§ What to do
One part of the entries below is wanted: the lines from the one containing "Where can the short" through the one containing "Target: short dark hair". Write those out exactly and nothing else.

(Collection entries)
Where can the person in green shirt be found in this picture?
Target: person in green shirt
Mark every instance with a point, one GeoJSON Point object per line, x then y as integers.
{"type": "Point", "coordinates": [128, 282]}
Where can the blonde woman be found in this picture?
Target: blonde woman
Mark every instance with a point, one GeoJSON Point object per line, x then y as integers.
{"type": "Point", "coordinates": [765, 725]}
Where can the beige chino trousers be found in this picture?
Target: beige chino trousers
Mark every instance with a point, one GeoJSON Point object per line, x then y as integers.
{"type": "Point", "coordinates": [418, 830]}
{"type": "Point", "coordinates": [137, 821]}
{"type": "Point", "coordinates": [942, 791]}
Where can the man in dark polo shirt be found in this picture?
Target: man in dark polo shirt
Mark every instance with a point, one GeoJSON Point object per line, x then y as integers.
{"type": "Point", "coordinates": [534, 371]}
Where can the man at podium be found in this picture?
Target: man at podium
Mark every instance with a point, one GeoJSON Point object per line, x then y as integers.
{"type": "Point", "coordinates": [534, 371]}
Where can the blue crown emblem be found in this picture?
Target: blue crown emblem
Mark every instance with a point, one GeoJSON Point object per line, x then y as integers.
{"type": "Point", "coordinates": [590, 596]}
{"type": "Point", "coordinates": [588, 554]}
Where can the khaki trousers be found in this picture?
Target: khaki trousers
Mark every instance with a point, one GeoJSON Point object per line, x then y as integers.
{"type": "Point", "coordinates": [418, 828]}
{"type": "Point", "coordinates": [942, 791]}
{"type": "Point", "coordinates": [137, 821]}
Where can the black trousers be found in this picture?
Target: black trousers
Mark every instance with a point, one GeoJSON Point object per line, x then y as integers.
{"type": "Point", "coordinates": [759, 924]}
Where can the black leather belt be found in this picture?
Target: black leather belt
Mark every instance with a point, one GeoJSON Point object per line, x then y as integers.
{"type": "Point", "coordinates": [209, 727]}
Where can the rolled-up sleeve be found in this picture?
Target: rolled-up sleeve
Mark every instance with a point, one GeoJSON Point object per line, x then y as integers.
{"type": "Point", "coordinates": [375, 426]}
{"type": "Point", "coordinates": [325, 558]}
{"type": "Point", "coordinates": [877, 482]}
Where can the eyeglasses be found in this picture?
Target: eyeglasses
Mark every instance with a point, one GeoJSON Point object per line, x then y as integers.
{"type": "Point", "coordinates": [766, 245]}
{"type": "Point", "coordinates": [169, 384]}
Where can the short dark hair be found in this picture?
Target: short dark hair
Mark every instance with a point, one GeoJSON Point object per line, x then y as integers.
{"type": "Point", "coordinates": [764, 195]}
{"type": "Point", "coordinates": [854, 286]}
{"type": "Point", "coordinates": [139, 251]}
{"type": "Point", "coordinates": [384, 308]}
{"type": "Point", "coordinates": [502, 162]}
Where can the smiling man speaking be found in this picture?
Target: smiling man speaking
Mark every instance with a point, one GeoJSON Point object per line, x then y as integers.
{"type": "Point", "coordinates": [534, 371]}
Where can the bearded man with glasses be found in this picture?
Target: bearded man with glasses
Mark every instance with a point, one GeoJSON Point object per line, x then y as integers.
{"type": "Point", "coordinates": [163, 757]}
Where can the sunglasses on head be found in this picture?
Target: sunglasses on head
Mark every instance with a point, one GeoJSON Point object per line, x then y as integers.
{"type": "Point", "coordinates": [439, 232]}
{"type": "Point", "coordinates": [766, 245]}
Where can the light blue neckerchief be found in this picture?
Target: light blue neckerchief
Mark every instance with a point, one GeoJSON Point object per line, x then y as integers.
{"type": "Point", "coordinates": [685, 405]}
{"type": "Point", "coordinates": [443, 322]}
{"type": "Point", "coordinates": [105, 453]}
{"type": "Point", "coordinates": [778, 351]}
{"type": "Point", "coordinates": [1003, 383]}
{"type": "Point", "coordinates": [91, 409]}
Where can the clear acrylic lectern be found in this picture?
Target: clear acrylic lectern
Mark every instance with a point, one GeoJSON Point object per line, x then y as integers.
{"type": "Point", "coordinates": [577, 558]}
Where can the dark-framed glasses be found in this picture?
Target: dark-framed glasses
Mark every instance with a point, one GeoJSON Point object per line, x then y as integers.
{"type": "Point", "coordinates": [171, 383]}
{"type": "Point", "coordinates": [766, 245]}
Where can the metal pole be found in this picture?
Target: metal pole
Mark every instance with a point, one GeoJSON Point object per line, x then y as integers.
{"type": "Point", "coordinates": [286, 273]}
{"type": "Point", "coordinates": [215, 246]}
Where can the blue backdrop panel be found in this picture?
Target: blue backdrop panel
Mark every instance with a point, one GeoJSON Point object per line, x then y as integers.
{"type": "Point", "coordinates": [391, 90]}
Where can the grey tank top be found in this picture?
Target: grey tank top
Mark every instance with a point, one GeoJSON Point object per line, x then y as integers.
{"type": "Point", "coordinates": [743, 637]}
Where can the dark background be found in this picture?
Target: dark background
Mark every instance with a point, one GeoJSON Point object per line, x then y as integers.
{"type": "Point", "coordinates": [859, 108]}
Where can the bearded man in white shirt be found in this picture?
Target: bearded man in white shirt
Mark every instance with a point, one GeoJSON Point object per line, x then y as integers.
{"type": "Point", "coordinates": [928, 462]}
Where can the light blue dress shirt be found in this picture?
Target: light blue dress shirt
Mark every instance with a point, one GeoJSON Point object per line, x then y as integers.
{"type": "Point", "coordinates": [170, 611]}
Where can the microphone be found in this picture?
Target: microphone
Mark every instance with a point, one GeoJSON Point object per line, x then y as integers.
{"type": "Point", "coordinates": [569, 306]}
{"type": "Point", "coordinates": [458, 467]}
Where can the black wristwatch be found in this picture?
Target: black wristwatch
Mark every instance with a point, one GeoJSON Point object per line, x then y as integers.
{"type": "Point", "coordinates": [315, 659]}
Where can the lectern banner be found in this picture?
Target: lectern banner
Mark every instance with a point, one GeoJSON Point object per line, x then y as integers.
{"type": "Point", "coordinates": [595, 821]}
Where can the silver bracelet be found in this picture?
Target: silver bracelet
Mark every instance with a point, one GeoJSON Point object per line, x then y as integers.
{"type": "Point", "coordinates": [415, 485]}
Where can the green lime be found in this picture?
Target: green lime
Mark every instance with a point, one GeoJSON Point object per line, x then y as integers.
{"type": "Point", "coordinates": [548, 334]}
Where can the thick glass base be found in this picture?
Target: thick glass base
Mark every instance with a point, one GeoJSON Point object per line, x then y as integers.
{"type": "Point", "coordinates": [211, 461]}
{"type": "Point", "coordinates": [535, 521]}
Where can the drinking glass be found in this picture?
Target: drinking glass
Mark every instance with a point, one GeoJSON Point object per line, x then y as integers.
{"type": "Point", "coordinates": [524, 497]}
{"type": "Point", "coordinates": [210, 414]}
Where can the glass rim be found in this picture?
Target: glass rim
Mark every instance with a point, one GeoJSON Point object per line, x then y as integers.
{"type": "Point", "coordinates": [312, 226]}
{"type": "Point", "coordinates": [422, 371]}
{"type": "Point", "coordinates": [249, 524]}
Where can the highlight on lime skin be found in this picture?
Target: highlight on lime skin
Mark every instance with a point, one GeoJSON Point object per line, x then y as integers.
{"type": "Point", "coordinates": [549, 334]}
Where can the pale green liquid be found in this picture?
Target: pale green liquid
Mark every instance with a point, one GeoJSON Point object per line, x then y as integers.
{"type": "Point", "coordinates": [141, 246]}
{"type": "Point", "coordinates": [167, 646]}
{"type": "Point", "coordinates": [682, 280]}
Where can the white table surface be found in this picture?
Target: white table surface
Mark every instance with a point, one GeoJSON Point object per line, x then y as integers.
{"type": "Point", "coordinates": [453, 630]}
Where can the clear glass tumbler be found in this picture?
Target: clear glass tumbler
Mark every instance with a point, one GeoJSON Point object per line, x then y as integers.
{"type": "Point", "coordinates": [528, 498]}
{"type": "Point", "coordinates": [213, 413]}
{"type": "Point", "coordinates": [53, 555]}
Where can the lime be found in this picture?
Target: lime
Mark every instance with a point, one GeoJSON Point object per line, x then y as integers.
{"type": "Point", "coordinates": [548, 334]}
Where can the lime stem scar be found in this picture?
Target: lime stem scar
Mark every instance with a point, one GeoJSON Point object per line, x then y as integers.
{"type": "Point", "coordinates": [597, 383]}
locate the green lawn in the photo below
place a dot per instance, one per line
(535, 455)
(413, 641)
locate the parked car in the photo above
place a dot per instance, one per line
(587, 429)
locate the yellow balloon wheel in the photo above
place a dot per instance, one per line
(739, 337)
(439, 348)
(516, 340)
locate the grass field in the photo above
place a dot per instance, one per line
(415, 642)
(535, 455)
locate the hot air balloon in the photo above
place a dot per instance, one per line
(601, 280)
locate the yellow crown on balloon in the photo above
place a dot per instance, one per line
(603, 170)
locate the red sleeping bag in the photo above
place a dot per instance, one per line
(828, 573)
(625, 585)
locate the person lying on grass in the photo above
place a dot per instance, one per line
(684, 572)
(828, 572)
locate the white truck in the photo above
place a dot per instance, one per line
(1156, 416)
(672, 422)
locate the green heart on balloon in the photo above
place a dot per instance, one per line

§ Exercise answer
Where can the short dark hair be found in this picture?
Target: short dark hair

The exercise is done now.